The level 3 securities are mainly related to unlisted
shares. In circumstances where Metalcorp Group S.A. cannot verify fair value with observable market inputs (Level 3 fair values), it is possible that a different valuation model could produce a materially different estimate of fair value.
The Group has exposure to the following risks arising from financial instruments:
This note presents information about the Group's exposure to each of the above risks, the Group's objectives, policies and processes for measuring and managing risk, and the Group's management of capital.
Credit risk is the risk of financial loss to the Group if a customer or counterparty to a financial instrument fails to meet its contractual obligations, and arises principally from the Group's receivables from customers and loans related to raw materials:
• The financial fixed assets are secured by underlying assets of those companies. Reference is made to note 8.
• The receivables, prepayments and accrued income mainly consists of trade receivables which is secured by adequate credit insurance.
The Group's exposure to credit risk is influenced mainly by the individual characteristics of each customer. However, management also considers the demographics of the Group's customer base, including the default risk of the industry and country in which customers operate, as these factors may have an influence on credit risk. During 2019 and 2018 none of the Group's revenue attributable to sales transactions with a single multinational customer exceeded 10% of the total revenue.

+-------+

The tasks:
**1.** List every item that the financial risk passage says the note presents information about.
**2.** Translate this sentence from the financial risk passage into French: "The Group's exposure to credit risk is influenced mainly by the individual characteristics of each customer."

Data supplied:
+-------+

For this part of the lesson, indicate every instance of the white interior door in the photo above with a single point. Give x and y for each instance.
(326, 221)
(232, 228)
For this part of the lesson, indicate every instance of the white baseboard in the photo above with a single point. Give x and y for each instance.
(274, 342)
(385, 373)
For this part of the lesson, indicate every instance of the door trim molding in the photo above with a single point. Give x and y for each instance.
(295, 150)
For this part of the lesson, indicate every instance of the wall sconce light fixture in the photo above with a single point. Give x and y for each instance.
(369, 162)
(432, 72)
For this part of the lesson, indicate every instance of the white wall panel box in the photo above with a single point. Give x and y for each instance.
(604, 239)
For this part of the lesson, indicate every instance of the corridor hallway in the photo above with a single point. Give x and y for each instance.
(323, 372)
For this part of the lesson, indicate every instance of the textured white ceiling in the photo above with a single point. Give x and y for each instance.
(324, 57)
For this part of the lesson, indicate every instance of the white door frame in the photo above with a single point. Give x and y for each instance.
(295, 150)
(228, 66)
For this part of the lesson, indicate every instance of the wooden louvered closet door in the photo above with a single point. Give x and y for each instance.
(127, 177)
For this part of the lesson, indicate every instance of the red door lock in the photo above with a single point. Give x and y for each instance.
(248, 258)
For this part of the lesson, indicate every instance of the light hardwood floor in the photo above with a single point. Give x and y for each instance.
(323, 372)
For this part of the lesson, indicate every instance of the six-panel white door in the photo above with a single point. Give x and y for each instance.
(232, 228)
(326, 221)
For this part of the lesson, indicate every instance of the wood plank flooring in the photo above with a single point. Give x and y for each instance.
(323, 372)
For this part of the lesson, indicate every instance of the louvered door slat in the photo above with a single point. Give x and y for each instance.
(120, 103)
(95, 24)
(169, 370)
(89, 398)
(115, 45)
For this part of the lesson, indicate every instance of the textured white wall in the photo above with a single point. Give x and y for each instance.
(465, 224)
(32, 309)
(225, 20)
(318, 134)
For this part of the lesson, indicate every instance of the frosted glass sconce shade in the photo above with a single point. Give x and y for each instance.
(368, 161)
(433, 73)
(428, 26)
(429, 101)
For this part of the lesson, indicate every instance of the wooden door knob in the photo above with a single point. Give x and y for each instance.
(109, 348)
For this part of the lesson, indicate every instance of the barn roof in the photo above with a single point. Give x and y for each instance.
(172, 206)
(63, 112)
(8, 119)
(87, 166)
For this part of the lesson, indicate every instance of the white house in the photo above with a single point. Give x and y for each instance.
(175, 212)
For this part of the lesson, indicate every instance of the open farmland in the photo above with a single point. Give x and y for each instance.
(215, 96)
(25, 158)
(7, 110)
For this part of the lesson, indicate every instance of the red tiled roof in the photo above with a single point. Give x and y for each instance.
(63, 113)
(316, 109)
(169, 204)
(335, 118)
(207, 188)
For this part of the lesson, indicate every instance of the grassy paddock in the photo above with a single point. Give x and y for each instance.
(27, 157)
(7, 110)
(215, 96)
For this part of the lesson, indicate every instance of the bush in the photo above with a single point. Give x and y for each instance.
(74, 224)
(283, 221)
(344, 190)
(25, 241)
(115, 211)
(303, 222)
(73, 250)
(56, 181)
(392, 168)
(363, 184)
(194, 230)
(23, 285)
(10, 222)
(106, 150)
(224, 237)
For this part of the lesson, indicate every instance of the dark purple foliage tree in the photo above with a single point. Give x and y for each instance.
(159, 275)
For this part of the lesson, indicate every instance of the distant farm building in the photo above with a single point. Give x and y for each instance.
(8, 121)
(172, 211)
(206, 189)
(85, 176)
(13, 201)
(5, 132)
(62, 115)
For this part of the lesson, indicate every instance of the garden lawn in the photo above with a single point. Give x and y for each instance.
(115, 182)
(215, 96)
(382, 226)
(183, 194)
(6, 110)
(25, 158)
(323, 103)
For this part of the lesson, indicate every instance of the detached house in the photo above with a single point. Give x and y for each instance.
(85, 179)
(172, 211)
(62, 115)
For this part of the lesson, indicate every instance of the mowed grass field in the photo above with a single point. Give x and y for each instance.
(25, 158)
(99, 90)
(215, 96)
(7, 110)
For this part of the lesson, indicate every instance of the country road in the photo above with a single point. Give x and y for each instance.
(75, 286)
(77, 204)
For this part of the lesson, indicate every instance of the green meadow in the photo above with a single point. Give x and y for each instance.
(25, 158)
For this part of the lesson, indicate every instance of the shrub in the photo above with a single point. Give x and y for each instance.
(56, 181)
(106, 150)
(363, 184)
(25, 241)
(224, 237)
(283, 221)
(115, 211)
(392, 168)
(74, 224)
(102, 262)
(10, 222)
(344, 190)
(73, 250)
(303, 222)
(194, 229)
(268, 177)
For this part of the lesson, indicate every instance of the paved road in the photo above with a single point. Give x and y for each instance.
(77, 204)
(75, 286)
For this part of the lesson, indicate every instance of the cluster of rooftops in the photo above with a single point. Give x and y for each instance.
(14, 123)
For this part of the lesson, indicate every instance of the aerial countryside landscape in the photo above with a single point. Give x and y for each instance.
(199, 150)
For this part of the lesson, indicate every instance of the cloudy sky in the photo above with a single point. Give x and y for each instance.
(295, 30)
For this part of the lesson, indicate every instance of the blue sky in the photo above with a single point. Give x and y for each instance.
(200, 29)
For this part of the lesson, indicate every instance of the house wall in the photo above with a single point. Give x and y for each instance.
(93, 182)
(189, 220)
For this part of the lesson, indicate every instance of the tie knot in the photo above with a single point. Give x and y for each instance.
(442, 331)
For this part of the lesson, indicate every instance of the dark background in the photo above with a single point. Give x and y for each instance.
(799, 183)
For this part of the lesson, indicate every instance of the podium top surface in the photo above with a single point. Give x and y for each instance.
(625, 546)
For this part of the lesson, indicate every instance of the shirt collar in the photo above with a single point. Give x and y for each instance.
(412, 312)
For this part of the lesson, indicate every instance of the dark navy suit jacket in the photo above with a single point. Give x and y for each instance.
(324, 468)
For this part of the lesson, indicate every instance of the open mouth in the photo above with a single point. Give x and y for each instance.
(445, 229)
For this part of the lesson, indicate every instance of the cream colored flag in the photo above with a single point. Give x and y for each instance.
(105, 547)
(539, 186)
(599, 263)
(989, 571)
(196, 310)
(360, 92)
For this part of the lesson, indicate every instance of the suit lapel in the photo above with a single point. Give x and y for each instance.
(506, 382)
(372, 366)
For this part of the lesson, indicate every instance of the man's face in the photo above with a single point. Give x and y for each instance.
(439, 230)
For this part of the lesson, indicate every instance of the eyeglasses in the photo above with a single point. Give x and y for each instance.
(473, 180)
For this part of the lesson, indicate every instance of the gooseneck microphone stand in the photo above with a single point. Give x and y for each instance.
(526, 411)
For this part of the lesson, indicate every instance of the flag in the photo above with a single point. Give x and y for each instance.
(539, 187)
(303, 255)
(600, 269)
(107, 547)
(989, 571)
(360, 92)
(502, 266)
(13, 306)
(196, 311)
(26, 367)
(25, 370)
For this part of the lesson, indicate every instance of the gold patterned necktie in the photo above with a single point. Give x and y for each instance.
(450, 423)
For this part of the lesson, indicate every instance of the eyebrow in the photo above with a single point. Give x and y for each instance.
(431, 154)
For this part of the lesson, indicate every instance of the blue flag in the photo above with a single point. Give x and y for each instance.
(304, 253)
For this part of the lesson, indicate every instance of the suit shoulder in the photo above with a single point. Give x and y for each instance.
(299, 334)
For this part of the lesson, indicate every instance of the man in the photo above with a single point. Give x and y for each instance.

+-------+

Outputs by task:
**1.**
- The Group's exposure to each of the above risks
- The Group's objectives, policies and processes for measuring and managing risk
- The Group's management of capital

**2.** L'exposition du Groupe au risque de crédit est principalement influencée par les caractéristiques individuelles de chaque client.